## START EXERCISE INPUTS
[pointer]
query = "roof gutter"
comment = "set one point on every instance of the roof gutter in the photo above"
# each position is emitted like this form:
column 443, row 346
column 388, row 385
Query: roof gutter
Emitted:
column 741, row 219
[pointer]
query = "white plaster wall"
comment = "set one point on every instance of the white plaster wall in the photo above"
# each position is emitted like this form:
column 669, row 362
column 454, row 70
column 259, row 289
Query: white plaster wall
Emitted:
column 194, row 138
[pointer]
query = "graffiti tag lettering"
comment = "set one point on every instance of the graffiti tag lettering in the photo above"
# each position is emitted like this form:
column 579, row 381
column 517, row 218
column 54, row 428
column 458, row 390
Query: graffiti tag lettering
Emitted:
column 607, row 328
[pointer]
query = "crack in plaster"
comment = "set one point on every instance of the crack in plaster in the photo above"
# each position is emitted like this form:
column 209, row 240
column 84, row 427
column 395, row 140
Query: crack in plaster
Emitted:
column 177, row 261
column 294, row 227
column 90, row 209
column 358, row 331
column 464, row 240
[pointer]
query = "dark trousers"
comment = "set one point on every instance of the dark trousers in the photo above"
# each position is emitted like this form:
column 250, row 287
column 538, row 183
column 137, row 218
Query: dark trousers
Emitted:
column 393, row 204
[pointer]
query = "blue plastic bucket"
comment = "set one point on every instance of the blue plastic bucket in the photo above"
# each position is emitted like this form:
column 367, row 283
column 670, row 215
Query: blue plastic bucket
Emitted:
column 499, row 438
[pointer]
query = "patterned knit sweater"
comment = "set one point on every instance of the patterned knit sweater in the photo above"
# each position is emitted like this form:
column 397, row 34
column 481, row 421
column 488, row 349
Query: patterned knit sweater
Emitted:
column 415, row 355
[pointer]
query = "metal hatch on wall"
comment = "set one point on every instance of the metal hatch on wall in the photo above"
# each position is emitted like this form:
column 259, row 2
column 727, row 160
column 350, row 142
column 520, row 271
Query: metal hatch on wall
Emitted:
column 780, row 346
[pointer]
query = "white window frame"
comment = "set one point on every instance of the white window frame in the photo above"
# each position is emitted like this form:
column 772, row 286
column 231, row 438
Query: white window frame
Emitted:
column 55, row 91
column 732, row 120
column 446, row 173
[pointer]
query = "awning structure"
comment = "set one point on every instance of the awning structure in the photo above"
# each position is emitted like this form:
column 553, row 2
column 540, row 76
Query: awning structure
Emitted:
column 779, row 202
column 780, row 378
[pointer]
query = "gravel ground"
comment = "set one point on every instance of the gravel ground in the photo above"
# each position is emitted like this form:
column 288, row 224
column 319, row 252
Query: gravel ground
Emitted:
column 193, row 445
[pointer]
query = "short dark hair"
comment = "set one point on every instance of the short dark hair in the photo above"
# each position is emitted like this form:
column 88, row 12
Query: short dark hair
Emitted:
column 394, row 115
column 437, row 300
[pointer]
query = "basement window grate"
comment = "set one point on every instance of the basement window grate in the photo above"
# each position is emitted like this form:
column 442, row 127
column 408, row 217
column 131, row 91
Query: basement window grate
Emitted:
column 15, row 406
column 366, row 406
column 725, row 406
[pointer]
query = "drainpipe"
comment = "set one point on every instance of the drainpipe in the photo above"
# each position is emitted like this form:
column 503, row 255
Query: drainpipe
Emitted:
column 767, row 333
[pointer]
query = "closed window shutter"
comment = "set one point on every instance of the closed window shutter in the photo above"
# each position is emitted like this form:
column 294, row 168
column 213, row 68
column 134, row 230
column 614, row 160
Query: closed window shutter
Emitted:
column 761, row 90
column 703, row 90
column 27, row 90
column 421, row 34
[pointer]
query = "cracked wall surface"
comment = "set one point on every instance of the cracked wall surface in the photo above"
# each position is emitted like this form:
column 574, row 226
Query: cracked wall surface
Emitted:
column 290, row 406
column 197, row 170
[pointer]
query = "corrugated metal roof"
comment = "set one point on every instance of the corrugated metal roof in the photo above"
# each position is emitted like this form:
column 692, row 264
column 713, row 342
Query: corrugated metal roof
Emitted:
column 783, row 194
## END EXERCISE INPUTS
Copy every line above that contains the word "awning".

▶ TASK RESPONSE
query = "awning structure"
comment = "set one point on every instance of the awning structure in the photo above"
Query: awning structure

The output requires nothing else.